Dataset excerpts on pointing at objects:
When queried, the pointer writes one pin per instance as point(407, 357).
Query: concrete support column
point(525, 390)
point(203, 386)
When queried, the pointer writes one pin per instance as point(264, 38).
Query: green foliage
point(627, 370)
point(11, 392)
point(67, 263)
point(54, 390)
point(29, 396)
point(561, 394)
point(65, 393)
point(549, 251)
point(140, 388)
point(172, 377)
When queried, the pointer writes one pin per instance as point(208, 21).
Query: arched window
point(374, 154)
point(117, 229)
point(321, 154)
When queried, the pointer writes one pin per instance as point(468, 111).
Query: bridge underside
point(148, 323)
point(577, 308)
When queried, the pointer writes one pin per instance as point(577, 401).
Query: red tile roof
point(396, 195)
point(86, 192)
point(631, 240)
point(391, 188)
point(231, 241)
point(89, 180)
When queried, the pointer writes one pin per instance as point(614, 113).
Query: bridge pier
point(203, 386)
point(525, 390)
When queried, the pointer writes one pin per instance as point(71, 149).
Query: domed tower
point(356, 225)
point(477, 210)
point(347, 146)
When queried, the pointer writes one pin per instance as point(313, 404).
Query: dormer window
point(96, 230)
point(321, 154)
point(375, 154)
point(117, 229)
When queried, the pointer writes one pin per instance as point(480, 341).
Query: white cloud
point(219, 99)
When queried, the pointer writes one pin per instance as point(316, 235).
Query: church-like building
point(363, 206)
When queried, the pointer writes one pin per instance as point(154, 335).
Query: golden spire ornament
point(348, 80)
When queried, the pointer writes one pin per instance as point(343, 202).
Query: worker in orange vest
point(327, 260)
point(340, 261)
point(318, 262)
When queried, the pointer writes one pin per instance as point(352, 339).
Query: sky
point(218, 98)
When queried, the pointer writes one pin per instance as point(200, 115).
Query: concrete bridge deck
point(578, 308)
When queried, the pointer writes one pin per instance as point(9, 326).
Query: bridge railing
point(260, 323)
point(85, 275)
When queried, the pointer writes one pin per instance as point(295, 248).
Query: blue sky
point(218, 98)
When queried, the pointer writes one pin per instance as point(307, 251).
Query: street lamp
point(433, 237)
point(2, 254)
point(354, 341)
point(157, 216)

PROBLEM >>
Please convert all the rows above into a JSON list of strings, one string per line, leaving out any blank lines.

OUTPUT OF THE EXERCISE >>
[
  "When queried, the pointer writes one pin per instance as point(407, 357).",
  "Query: concrete support column",
  "point(525, 390)",
  "point(203, 386)",
  "When queried, the pointer writes one pin per instance as point(264, 38).",
  "Query: green foliage",
  "point(627, 370)",
  "point(11, 392)",
  "point(67, 263)",
  "point(54, 390)",
  "point(29, 396)",
  "point(561, 394)",
  "point(65, 393)",
  "point(549, 251)",
  "point(140, 388)",
  "point(172, 377)",
  "When queried, the pointer writes one pin per instance as point(208, 21).",
  "Query: arched window",
  "point(374, 154)",
  "point(117, 229)",
  "point(321, 154)",
  "When queried, the pointer writes one pin per instance as point(468, 111).",
  "Query: bridge underside",
  "point(148, 323)",
  "point(577, 308)",
  "When queried, the pointer writes one pin per instance as point(577, 401).",
  "Query: red tile roof",
  "point(396, 195)",
  "point(86, 192)",
  "point(631, 240)",
  "point(391, 188)",
  "point(231, 241)",
  "point(89, 180)",
  "When queried, the pointer writes one pin per instance as point(614, 113).",
  "Query: bridge pier",
  "point(203, 386)",
  "point(525, 390)",
  "When queried, the pointer writes one pin per instance as point(71, 149).",
  "Query: domed tower",
  "point(356, 225)",
  "point(477, 210)",
  "point(347, 146)",
  "When queried, the pointer writes one pin per instance as point(313, 404).",
  "Query: dormer window",
  "point(96, 230)",
  "point(321, 154)",
  "point(375, 154)",
  "point(117, 229)",
  "When queried, the pointer writes one pin per instance as point(480, 341).",
  "Query: white cloud",
  "point(219, 99)",
  "When queried, the pointer writes one pin per instance as point(316, 235).",
  "Query: church-like building",
  "point(363, 206)",
  "When queried, the pointer writes one pin per instance as point(154, 335).",
  "Query: golden spire ornament",
  "point(348, 80)",
  "When queried, the pointer writes one pin per instance as point(343, 202).",
  "Query: worker in orange vest",
  "point(327, 260)",
  "point(340, 261)",
  "point(318, 262)",
  "When queried, the pointer writes one pin per instance as point(352, 339).",
  "Query: sky",
  "point(218, 98)",
  "When queried, the pointer writes one pin per instance as point(200, 115).",
  "Query: concrete bridge deck",
  "point(578, 308)",
  "When queried, the pointer writes one pin per instance as point(9, 326).",
  "Query: bridge railing",
  "point(260, 323)",
  "point(85, 275)",
  "When queried, the pointer writes one pin per instance as point(295, 248).",
  "Query: blue sky",
  "point(218, 98)",
  "When queried, the pointer writes one pin per instance as point(307, 251).",
  "Query: street lamp",
  "point(433, 237)",
  "point(2, 254)",
  "point(354, 341)",
  "point(157, 216)"
]